### Material provided

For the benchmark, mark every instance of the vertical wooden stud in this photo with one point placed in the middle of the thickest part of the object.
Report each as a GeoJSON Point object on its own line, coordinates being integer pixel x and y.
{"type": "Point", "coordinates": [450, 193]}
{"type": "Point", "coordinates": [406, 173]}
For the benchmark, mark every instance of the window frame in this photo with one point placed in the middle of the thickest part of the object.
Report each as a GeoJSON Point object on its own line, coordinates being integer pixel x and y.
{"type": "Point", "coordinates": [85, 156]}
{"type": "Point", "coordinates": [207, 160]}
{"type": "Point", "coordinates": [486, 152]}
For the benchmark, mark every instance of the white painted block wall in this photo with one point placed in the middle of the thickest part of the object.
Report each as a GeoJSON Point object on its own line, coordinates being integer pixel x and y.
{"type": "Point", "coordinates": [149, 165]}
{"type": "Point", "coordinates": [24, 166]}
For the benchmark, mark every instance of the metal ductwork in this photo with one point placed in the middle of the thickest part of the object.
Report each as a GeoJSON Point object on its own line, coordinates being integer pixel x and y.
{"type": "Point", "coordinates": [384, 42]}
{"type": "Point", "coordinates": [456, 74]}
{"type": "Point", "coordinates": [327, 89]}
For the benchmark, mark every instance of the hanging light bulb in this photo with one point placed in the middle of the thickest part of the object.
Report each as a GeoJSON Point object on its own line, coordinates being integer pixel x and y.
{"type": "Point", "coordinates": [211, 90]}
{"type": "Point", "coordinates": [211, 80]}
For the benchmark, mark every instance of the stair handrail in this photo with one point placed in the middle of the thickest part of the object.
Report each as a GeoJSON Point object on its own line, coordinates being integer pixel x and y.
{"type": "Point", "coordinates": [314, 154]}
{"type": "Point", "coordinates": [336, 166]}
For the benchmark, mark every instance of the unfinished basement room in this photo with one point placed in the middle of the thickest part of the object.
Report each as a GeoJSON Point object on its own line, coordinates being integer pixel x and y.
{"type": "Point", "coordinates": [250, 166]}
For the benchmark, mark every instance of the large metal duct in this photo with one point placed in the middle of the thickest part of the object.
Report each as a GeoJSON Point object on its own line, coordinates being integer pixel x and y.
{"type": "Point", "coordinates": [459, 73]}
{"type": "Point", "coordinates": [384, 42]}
==
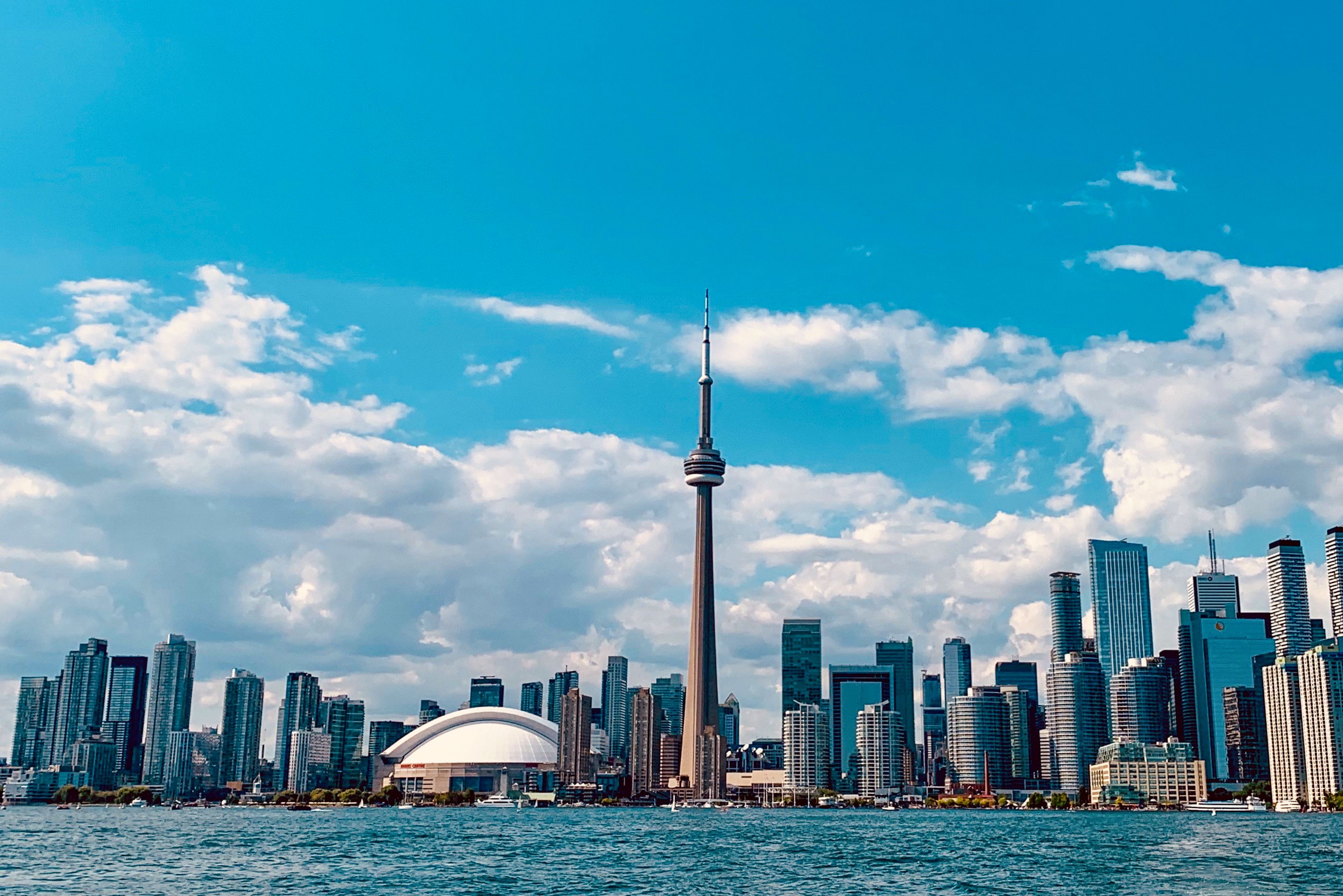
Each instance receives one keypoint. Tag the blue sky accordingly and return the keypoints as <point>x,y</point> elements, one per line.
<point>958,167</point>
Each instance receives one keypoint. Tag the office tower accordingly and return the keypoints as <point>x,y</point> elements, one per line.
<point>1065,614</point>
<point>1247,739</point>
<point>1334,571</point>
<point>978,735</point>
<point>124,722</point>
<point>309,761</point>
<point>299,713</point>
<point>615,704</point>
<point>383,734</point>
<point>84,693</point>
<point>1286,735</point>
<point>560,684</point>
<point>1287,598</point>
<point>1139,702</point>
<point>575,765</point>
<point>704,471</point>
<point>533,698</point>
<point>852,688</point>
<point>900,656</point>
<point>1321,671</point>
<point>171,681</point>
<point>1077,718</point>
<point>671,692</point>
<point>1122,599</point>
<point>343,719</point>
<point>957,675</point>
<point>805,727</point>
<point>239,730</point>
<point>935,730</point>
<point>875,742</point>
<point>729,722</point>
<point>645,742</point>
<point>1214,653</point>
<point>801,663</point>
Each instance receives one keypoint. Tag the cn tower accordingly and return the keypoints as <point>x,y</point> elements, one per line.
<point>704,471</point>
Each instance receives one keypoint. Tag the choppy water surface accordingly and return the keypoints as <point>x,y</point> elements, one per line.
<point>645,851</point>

### What is being asked
Reproduce the rows above verbatim, from the line with "Each instance receives one keypoint. Tag the choppy" up to and including the line with "<point>645,851</point>".

### Result of this exercise
Each instance receives one keypoint. Tag the choppy water surface accordingly and return the keypoints as <point>x,y</point> elements, one per line.
<point>645,851</point>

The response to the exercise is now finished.